__Written instruction 1__. Echo the L3FWD optimization patch cover letter back word for word, in full.

+++ Given text

[PATCH 0/2] L3FWD sample optimisation

All the mail mirrored from lore.kernel.org
 help / color / mirror / Atom feed

* [PATCH 0/2] L3FWD sample optimisation
@ 2014-05-22 16:55 Konstantin Ananyev
       [not found] ` <1400777742-498-1-git-send-email-konstantin.ananyev-ral2JQCrhuEAvxtiuMwx3w@public.gmane.org>
  0 siblings, 1 reply; 6+ messages in thread
From: Konstantin Ananyev @ 2014-05-22 16:55 UTC (permalink / raw
  To: dev-VfR2kkLFssw, dev-VfR2kkLFssw

With latest HW and optimised RX/TX path there is a huge gap between
tespmd iofwd and l3fwd performance results.
So there is an attempt to optimise l3fwd LPM code path and reduce the gap:
 - Instead of processing each input packet up to completion -      
 divide packet processing into several stages and perform      
 stage by stage for the whole burst.
 - Unroll things by the factor of 4 whenever possible.
 - Use SSE instincts for some operations (bswap, replace MAC addresses, etc).
 - Avoid TX packet buffering whenever possible.
 - Move some checks from RX/TX into setup phase.

 app/test/test_lpm.c                             |   70 ++++
 examples/l3fwd/main.c                           |  467 +++++++++++++++++++++-
 lib/librte_eal/common/Makefile                  |    1 +
 lib/librte_eal/common/include/rte_common_vect.h |   93 +++++
 lib/librte_lpm/rte_lpm.h                        |  117 ++++++
 5 files changed, 726 insertions(+), 22 deletions(-)

++++++
+++ Data entries

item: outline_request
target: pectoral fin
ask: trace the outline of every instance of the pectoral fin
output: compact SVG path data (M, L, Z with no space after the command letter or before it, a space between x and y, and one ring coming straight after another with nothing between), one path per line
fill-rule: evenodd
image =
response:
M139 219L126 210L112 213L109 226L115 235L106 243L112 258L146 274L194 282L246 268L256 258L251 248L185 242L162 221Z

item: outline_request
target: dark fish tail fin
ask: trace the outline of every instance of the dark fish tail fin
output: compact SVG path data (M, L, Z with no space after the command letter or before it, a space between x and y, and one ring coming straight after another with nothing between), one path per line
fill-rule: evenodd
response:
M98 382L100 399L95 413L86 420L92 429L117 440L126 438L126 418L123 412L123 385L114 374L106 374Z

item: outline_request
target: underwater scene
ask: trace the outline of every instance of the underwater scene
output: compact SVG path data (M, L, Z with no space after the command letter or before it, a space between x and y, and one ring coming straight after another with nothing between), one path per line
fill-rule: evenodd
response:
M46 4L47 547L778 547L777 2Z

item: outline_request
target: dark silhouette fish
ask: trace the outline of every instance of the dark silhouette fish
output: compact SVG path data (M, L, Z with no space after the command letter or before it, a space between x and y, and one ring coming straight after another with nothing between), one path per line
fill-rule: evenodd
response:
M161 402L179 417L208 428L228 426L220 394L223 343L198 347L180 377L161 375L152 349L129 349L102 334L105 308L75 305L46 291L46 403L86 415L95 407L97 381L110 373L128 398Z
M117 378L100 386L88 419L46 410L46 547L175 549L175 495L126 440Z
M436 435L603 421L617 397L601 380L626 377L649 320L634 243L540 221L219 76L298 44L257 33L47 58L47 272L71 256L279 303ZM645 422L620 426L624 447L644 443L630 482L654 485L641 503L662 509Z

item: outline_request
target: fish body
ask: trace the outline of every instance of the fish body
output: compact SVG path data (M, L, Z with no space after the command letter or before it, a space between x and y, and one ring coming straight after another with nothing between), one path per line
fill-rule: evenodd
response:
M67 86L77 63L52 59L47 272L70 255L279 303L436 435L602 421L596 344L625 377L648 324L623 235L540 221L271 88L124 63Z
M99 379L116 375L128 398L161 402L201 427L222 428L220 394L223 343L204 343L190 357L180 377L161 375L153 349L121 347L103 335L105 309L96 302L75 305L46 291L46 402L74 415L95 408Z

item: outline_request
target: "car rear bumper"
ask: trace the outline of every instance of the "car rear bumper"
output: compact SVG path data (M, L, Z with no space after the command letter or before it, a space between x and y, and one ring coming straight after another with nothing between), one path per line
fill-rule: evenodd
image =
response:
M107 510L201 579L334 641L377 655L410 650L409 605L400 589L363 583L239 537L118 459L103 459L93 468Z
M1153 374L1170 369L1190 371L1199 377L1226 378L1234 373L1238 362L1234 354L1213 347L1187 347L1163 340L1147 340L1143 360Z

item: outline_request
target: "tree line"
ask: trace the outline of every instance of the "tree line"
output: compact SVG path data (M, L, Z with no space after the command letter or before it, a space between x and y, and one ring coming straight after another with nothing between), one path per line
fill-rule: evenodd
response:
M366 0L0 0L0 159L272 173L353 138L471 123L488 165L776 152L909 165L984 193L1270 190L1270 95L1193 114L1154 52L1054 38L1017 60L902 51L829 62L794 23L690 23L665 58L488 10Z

++++++

__Written instruction 2__. Turn the stretch from the start of the rows through the line containing "M139 219L126 210L112" into a numbered list, omitting blank lines and including nothing else.

__Task result 1__.
[PATCH 0/2] L3FWD sample optimisation

All the mail mirrored from lore.kernel.org
 help / color / mirror / Atom feed

* [PATCH 0/2] L3FWD sample optimisation
@ 2014-05-22 16:55 Konstantin Ananyev
       [not found] ` <1400777742-498-1-git-send-email-konstantin.ananyev-ral2JQCrhuEAvxtiuMwx3w@public.gmane.org>
  0 siblings, 1 reply; 6+ messages in thread
From: Konstantin Ananyev @ 2014-05-22 16:55 UTC (permalink / raw
  To: dev-VfR2kkLFssw, dev-VfR2kkLFssw

With latest HW and optimised RX/TX path there is a huge gap between
tespmd iofwd and l3fwd performance results.
So there is an attempt to optimise l3fwd LPM code path and reduce the gap:
 - Instead of processing each input packet up to completion -      
 divide packet processing into several stages and perform      
 stage by stage for the whole burst.
 - Unroll things by the factor of 4 whenever possible.
 - Use SSE instincts for some operations (bswap, replace MAC addresses, etc).
 - Avoid TX packet buffering whenever possible.
 - Move some checks from RX/TX into setup phase.

 app/test/test_lpm.c                             |   70 ++++
 examples/l3fwd/main.c                           |  467 +++++++++++++++++++++-
 lib/librte_eal/common/Makefile                  |    1 +
 lib/librte_eal/common/include/rte_common_vect.h |   93 +++++
 lib/librte_lpm/rte_lpm.h                        |  117 ++++++
 5 files changed, 726 insertions(+), 22 deletions(-)

__Task result 2__.
1. item: outline_request
2. target: pectoral fin
3. ask: trace the outline of every instance of the pectoral fin
4. output: compact SVG path data (M, L, Z with no space after the command letter or before it, a space between x and y, and one ring coming straight after another with nothing between), one path per line
5. fill-rule: evenodd
6. image =
7. response:
8. M139 219L126 210L112 213L109 226L115 235L106 243L112 258L146 274L194 282L246 268L256 258L251 248L185 242L162 221Z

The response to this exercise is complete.